> _AIM OF THE EXERCISE_
Repeat the material below word for word, keeping every line in the same order.

> _DATA FOR PROCESSING_

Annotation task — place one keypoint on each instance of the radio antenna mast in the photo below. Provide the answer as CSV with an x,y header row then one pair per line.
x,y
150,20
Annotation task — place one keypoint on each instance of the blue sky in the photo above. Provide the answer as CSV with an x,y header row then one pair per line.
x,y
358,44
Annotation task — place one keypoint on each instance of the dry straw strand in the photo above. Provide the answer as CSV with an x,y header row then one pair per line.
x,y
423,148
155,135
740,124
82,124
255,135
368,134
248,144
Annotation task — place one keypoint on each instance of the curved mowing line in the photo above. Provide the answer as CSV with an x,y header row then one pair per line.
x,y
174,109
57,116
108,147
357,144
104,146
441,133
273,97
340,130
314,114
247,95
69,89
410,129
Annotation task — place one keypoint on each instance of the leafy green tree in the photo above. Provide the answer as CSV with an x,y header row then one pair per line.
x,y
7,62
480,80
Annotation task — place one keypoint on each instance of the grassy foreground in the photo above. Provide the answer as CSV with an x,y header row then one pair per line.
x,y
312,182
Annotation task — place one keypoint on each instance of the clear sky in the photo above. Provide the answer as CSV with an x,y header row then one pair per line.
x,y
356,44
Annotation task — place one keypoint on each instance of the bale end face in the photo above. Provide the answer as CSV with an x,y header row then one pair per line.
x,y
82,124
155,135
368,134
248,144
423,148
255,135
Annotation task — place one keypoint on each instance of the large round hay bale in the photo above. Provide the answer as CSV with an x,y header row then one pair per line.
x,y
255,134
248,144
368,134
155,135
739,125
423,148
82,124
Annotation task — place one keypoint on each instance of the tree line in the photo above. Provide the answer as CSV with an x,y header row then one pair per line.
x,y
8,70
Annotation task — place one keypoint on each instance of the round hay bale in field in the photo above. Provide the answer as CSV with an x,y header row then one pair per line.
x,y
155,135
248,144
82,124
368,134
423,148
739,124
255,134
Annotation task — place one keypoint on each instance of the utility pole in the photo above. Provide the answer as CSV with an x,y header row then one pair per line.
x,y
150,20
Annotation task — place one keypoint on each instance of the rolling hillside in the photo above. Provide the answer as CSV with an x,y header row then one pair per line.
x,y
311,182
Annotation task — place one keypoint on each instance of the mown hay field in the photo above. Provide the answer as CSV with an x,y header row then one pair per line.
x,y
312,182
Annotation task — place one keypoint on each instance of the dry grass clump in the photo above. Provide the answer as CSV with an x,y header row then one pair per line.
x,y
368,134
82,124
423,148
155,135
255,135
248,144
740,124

> _ANSWER TO THE PROBLEM_
Annotation task — place one keypoint on each instance of the radio antenna mast in the photo below. Provide the answer as CSV with an x,y header row then one pair per line.
x,y
150,20
Annotation task — place one keypoint on each instance of the blue sky in the photo above. Provide the answer as CSV with an x,y header row then one pair per line.
x,y
358,44
Annotation task — place one keypoint on each instance of the dry straw strand in the photo above. Provide the answer as CSV with an x,y header row then one pair per line.
x,y
423,148
155,135
740,124
82,124
255,135
368,134
248,144
Annotation task — place one keypoint on each instance of the curved mowing line in the photo above. Provide the answer as CSV with an x,y header row then one pair per line.
x,y
174,109
57,116
108,147
357,144
104,146
441,133
273,97
340,130
314,114
247,95
69,89
410,129
Annotation task — place one keypoint on each instance of the leafy green tree in the photo above. Provide the answer as CSV with an x,y header row then one pair per line.
x,y
7,62
480,80
Annotation task — place one keypoint on each instance of the grassy foreground in the photo above. Provide the answer as CSV with an x,y header row then one pair per line.
x,y
312,182
Annotation task — place one keypoint on each instance of the clear sky in the photo above. Provide the answer as CSV with an x,y header row then one pair per line.
x,y
356,44
Annotation task — place one keypoint on each instance of the bale end face in the photo above. Provide the answer as CSV with an x,y header row then one pair per line.
x,y
82,124
155,135
368,134
248,144
423,148
255,135
Annotation task — place one keypoint on each instance of the large round hay bale in the photo above. Provide the answer as CSV with an x,y header row then one pair per line.
x,y
255,134
248,144
368,134
155,135
739,125
423,148
82,124
Annotation task — place one keypoint on each instance of the tree line in the photo above. Provide the answer as CSV with an x,y header row then one pair per line.
x,y
8,70
Annotation task — place one keypoint on each instance of the round hay bale in field in the photo above. Provide the answer as CSV with an x,y header row then one pair per line.
x,y
155,135
248,144
82,124
368,134
423,148
739,124
255,134
Annotation task — place one keypoint on each instance of the utility pole in the photo above. Provide the answer as CSV with an x,y header row then one pair per line.
x,y
150,20
Annotation task — place one keypoint on each instance of the rolling hillside in the photo above. Provide the answer as CSV with an x,y header row then one pair per line.
x,y
311,182
Annotation task — place one keypoint on each instance of the mown hay field in the photo above. Provide the answer as CSV with an x,y header row then one pair per line.
x,y
312,182
Annotation task — place one keypoint on each instance of the dry grass clump in the photo above. Provide the answer as CSV with an x,y header row then one pair per line.
x,y
368,134
82,124
423,148
155,135
255,135
248,144
740,124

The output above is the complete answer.